Directions:
Gather every line of the items below that contains the word "outstretched", matching case exactly.

::::

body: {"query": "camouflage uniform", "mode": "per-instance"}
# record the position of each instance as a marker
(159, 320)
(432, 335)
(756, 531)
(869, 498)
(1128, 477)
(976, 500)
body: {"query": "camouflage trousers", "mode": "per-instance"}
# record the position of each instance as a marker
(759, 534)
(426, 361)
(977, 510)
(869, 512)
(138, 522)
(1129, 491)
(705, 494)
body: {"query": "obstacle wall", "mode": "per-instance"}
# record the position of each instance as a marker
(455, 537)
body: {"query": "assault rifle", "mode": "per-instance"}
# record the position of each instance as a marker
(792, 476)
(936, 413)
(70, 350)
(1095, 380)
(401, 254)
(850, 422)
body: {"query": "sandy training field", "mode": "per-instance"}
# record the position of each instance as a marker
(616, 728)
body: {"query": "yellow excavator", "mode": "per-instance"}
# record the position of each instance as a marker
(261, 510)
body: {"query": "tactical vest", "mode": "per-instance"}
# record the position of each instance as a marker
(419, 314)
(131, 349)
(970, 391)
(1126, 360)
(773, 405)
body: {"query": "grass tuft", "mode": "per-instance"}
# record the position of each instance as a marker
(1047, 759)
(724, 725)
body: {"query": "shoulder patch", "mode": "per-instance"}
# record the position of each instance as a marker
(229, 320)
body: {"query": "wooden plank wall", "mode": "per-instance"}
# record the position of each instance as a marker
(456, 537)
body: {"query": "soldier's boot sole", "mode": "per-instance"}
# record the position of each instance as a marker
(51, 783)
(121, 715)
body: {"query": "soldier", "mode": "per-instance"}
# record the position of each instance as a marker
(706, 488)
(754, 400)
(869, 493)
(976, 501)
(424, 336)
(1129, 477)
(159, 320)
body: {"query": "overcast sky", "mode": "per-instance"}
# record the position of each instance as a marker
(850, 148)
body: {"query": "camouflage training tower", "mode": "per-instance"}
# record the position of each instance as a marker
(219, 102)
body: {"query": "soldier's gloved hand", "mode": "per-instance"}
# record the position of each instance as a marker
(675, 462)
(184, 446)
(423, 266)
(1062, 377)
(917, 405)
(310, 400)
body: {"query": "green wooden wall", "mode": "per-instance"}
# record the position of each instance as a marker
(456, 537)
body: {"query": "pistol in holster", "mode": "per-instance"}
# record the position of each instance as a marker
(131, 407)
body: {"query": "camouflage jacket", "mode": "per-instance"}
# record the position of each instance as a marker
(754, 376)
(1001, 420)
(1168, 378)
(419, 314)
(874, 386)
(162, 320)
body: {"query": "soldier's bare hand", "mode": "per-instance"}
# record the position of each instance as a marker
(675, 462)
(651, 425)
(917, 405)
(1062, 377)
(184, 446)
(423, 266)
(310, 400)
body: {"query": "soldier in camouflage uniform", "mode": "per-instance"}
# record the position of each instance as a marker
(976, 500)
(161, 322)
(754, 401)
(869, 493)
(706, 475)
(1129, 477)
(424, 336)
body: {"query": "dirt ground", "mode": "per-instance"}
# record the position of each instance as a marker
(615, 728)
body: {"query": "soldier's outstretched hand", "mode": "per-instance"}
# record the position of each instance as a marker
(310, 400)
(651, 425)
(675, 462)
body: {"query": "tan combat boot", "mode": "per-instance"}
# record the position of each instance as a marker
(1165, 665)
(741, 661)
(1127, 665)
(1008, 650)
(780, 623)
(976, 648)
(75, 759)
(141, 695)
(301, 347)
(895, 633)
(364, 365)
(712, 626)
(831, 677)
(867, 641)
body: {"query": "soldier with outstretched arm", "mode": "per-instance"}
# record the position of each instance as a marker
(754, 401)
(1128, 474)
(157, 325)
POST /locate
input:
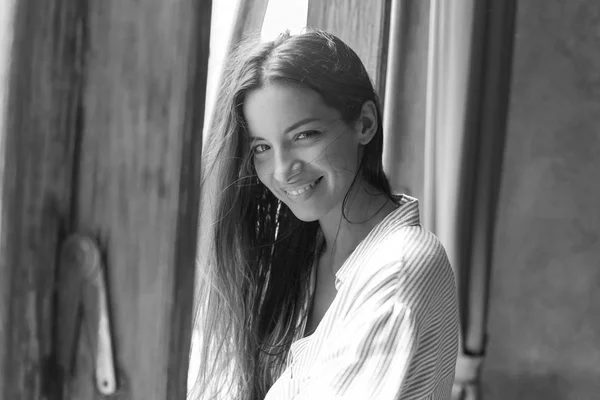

::::

Answer in full:
body: {"query": "soldier's outstretched hand", "mode": "per-instance"}
body: {"query": "soldier with outstretched arm", "mode": "per-instance"}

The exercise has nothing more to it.